PAGE:
Pope Pius XII (a bit more)

The family Pacelli, grandfather Marcantonio, father Filippo, brother Francesco, uncle Msgr Giuseppe and cousin Ernesto, founder of Banco di Roma and financial adviser to three Popes, were devoted servants of the Papacy. So, when in April of 1917, aged just 41 years, Msgr Eugenio Pacelli accepted his appointment as Nuncio to Bavaria, he accepted in that family spirit of commitment to service to Holy Mother Church. And the Papacy in consequence honoured him with the archiepiscopal dignity.

But this was far from a promotion for Eugenio Pacelli. As Secretary of the Congregation for the Extraordinary Ecclesiastical Affairs of the Holy See, every papal nuncio answered to him. They were all archbishops appointed by papal brief of nomination, but he, a humble monsignore, was their boss!

His modern-day equivalent, the Secretary of the Second Section (Relations with States) of the Secretariat of State, is the Morocco born French prelate, Archbishop Dominique François Joseph Mamberti. Archbishop Mamberti entered the Vatican’s Diplomatic Service in 1986 and held appointments in Algeria, Chile, the UN in New York and Lebanon. Naturally, he also did a stint at head office.

CHALLENGES:
(1) Reproduce the portion of the page on Pope Pius XII starting at "The family Pacelli, grandfather" and ending at "was their boss!".
(2) Resume the piece on Pope Pius XII and his family's service to the Papacy, picking up after its final sentence.

DATA BLOCK:

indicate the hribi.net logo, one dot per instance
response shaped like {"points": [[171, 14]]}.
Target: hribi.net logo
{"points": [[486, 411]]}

TASK ANSWERS:
(1)
The family Pacelli, grandfather Marcantonio, father Filippo, brother Francesco, uncle Msgr Giuseppe and cousin Ernesto, founder of Banco di Roma and financial adviser to three Popes, were devoted servants of the Papacy. So, when in April of 1917, aged just 41 years, Msgr Eugenio Pacelli accepted his appointment as Nuncio to Bavaria, he accepted in that family spirit of commitment to service to Holy Mother Church. And the Papacy in consequence honoured him with the archiepiscopal dignity.

But this was far from a promotion for Eugenio Pacelli. As Secretary of the Congregation for the Extraordinary Ecclesiastical Affairs of the Holy See, every papal nuncio answered to him. They were all archbishops appointed by papal brief of nomination, but he, a humble monsignore, was their boss!

(2)
He was nominated as titular Archbishop of Sagona upon his appointment as Apostolic Nuncio to Sudan and Apostolic Delegate to Somalia in May, 2002. From February, 2004, until September, 2006, he served as Apostolic Nuncio to Eritrea. He ceased being a Nuncio when he was appointed to his present position as replacement for the Italian Archbishop Giovanni Lajolo who had been appointed President of the Governorate of Vatican City State in succession to the American Cardinal Edmund C. Szoka. At the earliest opportunity Archbishop Lajolo was himself created cardinal (at the consistory of November 2007).

Archbishop Mamberti’s appointment represented not simply a significant promotion, he was getting closer to the top of the Vatican tree, but also a magnificent statement of both Papa Ratzinger’s and Cardinal Bertone’s faith and confidence in him.

And strange as it may seem, Eugenio Pacelli’s demotion from Secretary for Relations with States to Apostolic Nuncio to Bavaria, taking him not so much lower down the Vatican tree as out of it altogether, was an even greater testament to the faith and confidence both Papa della Chiesa and Cardinal Gasparri had in him!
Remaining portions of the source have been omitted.